If the balloon can barely lift an additional 3500 N of passengers, breakfast, and champagne when the outside air density is 1.23

kg/m3, what is the average density of the heated gases in the envelope
Physics
1 answer:
Bingel [31]3 years ago
8 0

The complete question is :

A hot-air balloon has a volume of 2100 m3 . The balloon fabric (the envelope) weighs 860 N . The basket with gear and full propane tanks weighs 1300 N .

If the balloon can barely lift an additional 3400 N of passengers, breakfast, and champagne when the outside air density is 1.23kg/m3, what is the average density of the heated gases in the envelope?

* Exercise aim: Copy the hot-air balloon passage above word for word, in full.

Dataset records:
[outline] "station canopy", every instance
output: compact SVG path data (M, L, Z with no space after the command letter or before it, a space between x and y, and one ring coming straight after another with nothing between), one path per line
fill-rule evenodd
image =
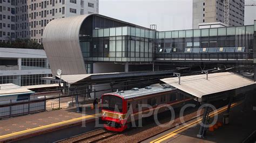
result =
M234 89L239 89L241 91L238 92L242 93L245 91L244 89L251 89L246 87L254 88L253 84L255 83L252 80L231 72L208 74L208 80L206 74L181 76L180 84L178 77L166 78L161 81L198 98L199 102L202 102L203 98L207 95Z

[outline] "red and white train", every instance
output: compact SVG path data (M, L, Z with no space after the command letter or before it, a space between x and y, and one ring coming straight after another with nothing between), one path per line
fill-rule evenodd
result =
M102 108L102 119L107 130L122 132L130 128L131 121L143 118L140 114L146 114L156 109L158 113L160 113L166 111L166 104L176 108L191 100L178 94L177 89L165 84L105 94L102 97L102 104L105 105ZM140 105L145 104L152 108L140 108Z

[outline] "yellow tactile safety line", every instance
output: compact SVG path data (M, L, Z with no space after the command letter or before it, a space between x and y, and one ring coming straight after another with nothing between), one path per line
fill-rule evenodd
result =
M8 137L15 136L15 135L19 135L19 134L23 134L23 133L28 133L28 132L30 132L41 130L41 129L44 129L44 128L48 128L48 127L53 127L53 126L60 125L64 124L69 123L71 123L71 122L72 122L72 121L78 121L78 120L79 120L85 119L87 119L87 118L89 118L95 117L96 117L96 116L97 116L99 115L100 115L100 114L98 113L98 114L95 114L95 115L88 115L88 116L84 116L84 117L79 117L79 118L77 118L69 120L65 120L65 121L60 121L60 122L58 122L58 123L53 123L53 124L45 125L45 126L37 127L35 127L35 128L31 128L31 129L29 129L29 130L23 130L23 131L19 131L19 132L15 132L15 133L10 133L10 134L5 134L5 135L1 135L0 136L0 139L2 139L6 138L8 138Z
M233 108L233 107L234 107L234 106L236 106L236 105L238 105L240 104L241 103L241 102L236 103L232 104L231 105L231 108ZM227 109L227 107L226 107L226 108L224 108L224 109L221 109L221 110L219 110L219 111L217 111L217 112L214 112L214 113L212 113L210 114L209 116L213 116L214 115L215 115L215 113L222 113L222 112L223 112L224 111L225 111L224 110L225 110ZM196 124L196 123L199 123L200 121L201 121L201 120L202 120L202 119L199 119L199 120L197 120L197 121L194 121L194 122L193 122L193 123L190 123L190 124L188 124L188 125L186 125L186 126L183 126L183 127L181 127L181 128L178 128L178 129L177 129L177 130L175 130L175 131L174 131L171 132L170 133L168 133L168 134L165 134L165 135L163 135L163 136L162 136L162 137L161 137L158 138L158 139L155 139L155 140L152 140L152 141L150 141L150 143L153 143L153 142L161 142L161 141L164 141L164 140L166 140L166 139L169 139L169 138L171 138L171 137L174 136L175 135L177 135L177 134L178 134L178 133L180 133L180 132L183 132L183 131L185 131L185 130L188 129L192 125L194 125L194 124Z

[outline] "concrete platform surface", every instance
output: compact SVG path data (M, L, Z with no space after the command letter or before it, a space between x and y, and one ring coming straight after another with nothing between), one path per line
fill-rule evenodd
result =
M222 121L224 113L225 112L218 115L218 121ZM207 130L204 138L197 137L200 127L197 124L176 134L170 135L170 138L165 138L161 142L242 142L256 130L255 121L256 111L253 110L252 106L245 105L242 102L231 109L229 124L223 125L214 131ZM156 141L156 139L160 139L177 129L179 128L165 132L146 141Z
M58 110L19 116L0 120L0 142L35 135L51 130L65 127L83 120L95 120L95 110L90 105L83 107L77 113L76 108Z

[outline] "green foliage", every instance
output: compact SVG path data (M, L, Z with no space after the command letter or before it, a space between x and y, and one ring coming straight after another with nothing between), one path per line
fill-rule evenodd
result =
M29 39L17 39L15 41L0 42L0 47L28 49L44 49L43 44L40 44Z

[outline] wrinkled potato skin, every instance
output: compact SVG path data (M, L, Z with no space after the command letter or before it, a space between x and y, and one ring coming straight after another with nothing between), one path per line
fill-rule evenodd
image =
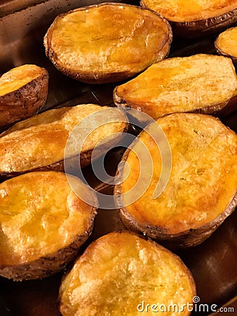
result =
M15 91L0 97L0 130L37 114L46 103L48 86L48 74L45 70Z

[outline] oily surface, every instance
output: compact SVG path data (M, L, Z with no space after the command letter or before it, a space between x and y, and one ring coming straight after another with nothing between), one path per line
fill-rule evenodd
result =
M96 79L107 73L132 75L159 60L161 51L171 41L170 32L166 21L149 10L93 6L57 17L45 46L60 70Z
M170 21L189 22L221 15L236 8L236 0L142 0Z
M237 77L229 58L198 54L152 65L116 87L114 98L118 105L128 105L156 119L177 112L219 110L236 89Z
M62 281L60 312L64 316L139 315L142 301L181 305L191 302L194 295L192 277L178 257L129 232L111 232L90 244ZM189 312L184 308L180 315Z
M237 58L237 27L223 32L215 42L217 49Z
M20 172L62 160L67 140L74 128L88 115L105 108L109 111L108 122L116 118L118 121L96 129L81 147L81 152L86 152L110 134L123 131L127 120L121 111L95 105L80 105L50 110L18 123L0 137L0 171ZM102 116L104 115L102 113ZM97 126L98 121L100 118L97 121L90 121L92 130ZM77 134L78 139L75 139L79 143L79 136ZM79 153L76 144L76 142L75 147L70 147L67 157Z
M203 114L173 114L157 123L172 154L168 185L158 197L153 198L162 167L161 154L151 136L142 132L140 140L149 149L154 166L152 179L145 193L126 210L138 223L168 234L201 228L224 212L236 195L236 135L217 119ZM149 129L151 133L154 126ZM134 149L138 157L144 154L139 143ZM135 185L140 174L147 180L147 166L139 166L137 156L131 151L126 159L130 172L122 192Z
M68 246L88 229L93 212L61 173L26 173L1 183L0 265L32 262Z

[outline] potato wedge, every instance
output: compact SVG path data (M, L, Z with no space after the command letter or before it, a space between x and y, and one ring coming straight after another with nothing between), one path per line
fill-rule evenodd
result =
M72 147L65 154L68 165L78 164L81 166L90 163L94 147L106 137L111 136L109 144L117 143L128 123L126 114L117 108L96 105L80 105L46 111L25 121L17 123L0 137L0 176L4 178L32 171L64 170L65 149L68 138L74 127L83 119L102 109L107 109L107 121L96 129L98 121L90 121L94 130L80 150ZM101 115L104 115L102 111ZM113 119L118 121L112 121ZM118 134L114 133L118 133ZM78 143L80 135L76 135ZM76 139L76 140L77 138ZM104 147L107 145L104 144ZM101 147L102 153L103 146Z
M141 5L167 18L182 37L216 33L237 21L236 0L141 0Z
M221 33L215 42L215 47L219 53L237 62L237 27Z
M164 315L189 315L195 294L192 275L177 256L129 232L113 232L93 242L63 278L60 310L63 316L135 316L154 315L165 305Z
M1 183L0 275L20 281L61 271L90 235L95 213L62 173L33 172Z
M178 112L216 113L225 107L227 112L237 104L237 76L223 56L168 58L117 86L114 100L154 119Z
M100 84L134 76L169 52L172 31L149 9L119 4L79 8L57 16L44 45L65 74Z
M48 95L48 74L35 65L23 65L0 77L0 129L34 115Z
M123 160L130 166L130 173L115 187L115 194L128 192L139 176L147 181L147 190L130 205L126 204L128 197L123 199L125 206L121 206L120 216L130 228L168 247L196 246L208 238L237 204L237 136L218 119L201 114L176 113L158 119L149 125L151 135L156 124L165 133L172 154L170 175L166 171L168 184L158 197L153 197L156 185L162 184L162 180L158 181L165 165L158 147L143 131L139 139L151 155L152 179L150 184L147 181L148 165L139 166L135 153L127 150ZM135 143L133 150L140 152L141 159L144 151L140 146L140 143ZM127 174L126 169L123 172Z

---

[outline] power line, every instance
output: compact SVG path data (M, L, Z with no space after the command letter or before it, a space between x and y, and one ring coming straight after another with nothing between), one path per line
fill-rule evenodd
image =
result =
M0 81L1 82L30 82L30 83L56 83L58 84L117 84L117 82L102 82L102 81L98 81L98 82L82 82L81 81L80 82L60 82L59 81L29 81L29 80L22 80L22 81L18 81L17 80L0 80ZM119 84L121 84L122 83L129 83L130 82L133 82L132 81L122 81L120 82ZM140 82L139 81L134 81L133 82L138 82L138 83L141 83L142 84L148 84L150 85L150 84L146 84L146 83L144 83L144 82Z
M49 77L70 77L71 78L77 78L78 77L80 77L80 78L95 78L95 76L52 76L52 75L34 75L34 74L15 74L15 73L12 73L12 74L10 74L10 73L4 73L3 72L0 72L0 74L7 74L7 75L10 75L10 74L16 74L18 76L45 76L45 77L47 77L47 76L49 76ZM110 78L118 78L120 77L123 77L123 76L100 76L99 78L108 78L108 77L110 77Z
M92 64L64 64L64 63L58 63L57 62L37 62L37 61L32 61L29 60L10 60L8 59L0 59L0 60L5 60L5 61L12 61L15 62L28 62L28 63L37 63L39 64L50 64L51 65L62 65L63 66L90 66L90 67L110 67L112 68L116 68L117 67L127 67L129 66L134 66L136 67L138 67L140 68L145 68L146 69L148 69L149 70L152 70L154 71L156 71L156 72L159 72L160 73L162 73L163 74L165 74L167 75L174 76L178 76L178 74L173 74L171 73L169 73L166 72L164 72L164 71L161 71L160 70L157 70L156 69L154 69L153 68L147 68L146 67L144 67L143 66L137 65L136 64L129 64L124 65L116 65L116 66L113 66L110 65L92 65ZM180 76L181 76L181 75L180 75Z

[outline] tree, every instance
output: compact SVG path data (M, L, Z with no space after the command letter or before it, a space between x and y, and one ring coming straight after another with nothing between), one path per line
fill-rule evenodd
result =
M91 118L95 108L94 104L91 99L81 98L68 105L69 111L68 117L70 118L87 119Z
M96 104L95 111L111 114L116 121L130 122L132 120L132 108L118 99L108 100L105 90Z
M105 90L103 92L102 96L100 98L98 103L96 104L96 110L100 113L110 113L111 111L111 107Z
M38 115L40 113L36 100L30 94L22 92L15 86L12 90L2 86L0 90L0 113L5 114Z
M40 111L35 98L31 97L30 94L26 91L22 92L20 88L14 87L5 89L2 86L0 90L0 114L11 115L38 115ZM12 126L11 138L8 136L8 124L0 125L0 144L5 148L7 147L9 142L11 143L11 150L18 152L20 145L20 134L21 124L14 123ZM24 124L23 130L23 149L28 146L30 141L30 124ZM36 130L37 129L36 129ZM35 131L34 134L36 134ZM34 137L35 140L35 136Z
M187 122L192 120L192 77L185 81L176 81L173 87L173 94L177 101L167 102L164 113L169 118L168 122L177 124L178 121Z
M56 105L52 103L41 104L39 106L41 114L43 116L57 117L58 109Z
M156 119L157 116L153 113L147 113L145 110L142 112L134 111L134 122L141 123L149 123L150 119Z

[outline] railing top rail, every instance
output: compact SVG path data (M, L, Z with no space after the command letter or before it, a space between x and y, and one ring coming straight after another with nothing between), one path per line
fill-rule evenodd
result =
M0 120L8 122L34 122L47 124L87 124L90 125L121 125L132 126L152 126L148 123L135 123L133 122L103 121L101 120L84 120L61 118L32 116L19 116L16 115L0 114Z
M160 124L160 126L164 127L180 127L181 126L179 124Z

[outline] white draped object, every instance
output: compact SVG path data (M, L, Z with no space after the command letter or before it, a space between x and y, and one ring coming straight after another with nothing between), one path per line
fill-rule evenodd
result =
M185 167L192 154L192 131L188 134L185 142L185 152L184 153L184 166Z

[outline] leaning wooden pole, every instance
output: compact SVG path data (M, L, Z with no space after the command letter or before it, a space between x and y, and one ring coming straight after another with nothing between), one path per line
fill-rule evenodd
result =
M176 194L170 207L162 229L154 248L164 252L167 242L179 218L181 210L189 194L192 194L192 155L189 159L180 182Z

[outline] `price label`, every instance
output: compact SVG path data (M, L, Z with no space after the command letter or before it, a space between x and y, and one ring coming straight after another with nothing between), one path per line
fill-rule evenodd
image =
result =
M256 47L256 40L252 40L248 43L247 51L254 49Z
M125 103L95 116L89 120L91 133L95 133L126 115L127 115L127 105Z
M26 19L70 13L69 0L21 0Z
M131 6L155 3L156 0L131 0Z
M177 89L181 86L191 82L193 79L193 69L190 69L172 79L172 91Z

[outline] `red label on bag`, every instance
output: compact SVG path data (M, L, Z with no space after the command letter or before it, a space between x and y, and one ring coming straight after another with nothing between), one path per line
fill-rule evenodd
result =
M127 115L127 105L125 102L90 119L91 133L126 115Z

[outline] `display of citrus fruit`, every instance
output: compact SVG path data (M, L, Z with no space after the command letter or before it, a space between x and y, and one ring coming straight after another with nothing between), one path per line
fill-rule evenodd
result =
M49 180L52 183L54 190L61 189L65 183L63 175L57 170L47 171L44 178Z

* Final answer:
If the balloon can barely lift an additional 3500 N of passengers, breakfast, and champagne when the outside air density is 1.23

kg/m3, what is the average density of the heated gases in the envelope
Physics
1 answer:
Bingel [31]3 years ago
8 0

The complete question is :

A hot-air balloon has a volume of 2100 m3 . The balloon fabric (the envelope) weighs 860 N . The basket with gear and full propane tanks weighs 1300 N .

If the balloon can barely lift an additional 3400 N of passengers, breakfast, and champagne when the outside air density is 1.23kg/m3, what is the average density of the heated gases in the envelope?